TRECHO SELECIONADO ▸
--

Sábado, 19 Setembro 2020 15:11

Francisco e Clara contemplam a vida: Peregrinos e contemplativos

Contemplar é ser receptivo à realidade, abrir ao máximo os poros da sensibilidade para captar os sinais da realidade exterior, para conectar-se com o que se oculta atrás dela, com aquilo que permanece subjacente, invisível aos olhos. Isso exige a máxima transparência, a vontade de abraçar tudo o que existe; consiste em diluir-se nela e despossuir-se a si mesmo. (Francesc Torralba)

A verdade é que nossas sociedades ocidentais estão vivendo uma silenciosa mudança de paradigma: o excesso (de emoções, de informação, de expectativas, de solicitações...)  está atropelando a pessoa humana e empurrando-a para um estado de fadiga, de onde é cada vez mais difícil retornar. O risco é o aprisionamento permanente nesse cansaço, como explicava profeticamente Fernando Pessoa: Estou cansado, é claro, / Porque, a certa altura, a gente tem que estar cansado. / De que estou cansado, não sei:/ De nada me serviria sabe-lo/ Pois o cansaço fica na mesma. (José Tolentino Mendonça)

 

  • Importante é viver. Viver intensamente. Não empurrar a história para frente a todo custo. Viemos do abismo do nada. O Senhor quis que existíssemos. Chegamos a um espaço onde ganhamos leite, pão, carinho, afeto, cama para dormir e a vida para viver. Tudo ia acontecendo, simplesmente acontecendo. Quem sabe, um dia, compreendemos que precisávamos de uma claridade para viver. Fazer escolhas. Não deixar que fôssemos presas da mesmice e de uma fatalística rotina. Pessoas à nossa volta, doentes e sadios, colegas de trabalho, uns que nos atraiam e pessoas que nos eram indiferentes. Começamos a pensar que precisávamos dar um sentido a esses dias que se repetem, às ânsias de nosso coração, aos apelos da vida. Normalmente deveríamos ser pessoas e seres de perguntas e de questionamentos. Queríamos, ou queremos, ser pessoas despertas. Não queremos viver adormecidos.

 

  • Católicos fomos batizados crianças ainda, fizemos a primeira comunhão, celebramos o Natal e a Páscoa, fomos crismados, pagamos o dízimo, entramos sempre na fila da comunhão, preparamos os pais para o batizado de seus filhos em serviços pastorais, animamos a missa das 8h. Talvez um dia percebemos que a rotina poderia nos matar. Simplesmente fazedores de coisas. Homo laborans. Produzir, rapidamente, bons resultados, tudo picadinho, aos pedacinhos. Num determinado momento de nossa vida de católicos, achamos que poderíamos viver mais densa e mais profundamente, deixando-nos impregnar do espirito e do jeito de viver de Francisco: espanto diante de tudo, viver numa sala de espera para as visitas de Deus, êxtase diante do Altíssimo, simplicidade de viver, incomensurável paixão pelo Cristo feito irmão, feito trapo, feito amor no alto da cruz, cortesia para com as criaturas, amor acendrado por Cristo de tão intensidade. E Francisco nos apresentou à Clara.

--

O QUE FAZER ▸
a - Transcreva do trecho o passo que vai de "A verdade é" até "(José Tolentino Mendonça)".
b - No trecho, que autor é citado ao falar do risco de aprisionamento permanente no cansaço?
O material abaixo é independente do trecho.

MATERIAL FORNECIDO ▸
--

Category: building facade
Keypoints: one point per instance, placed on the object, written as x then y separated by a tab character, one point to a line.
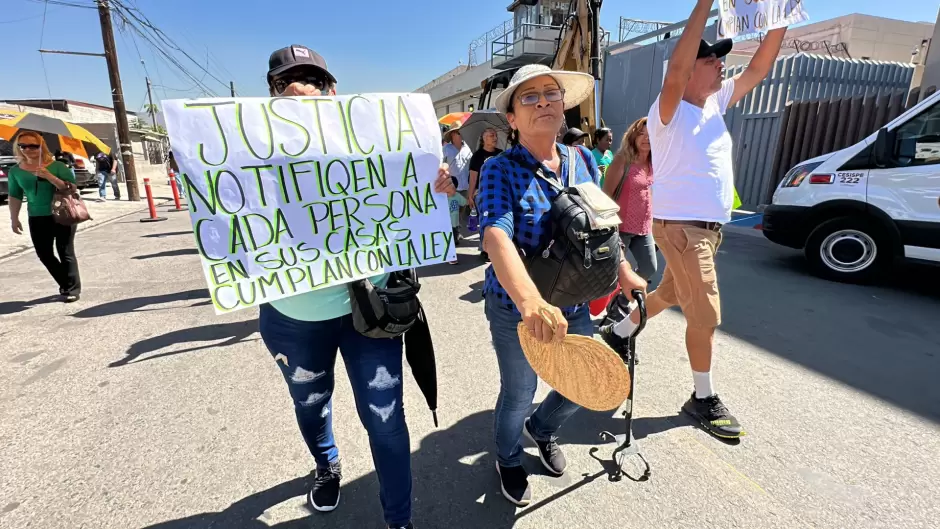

--

RESPOSTAS ▸
a -
A verdade é que nossas sociedades ocidentais estão vivendo uma silenciosa mudança de paradigma: o excesso (de emoções, de informação, de expectativas, de solicitações...)  está atropelando a pessoa humana e empurrando-a para um estado de fadiga, de onde é cada vez mais difícil retornar. O risco é o aprisionamento permanente nesse cansaço, como explicava profeticamente Fernando Pessoa: Estou cansado, é claro, / Porque, a certa altura, a gente tem que estar cansado. / De que estou cansado, não sei:/ De nada me serviria sabe-lo/ Pois o cansaço fica na mesma. (José Tolentino Mendonça)

b - Fernando Pessoa.